> **Job**: List every condition that the DynamoDB auto scaling text gives for when autoscaling is most useful.

When is DynamoDB Auto Scaling Most Useful? 

So when is autoscaling useful? If the load changes too quickly and violently, autoscaling will be slow to respond. If the change in load has low amplitude, adjusting capacity is insignificant.  Autoscaling is most useful when:

  1. Load changes have high amplitude: The surge has gradual changes and covers a long period of time. Otherwise, the system tries to catch up to a workload that has receded
  2. The rate of change is in the magnitude of hours: If spikes happen too frequently, the system may not be able to tackle consecutive changes. Amazon DynamoDB allows for scaling down workloads up to 27 times a day
  3. The load peak is narrow relative to the baseline: If the change leads to a peak that lasts for multiple hours, it’s recommended to look closer into capacity planning. It might be the case that the table capacity is better off being statically managed.

Even if your workload is within those parameters, it is still necessary to do proper capacity planning in order to cap and limit the capacity that autoscaling manages, or else you are risking a system run amok.

> **Record extracts**:
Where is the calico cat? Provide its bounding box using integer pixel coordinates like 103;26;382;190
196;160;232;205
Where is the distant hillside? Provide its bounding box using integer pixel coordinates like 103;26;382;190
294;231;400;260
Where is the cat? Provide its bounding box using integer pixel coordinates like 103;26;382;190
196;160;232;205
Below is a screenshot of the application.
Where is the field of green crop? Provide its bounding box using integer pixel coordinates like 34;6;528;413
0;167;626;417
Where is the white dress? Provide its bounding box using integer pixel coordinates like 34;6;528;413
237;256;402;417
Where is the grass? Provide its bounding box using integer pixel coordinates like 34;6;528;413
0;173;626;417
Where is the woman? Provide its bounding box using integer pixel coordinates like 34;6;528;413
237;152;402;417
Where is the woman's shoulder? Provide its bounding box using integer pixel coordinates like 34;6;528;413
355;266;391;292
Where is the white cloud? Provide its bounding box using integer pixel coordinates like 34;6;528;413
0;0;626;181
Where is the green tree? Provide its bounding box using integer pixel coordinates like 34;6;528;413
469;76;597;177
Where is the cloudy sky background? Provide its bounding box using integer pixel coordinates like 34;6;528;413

> **Response to this task**:
1. Load changes have high amplitude.
2. The rate of change is in the magnitude of hours.
3. The load peak is narrow relative to the baseline.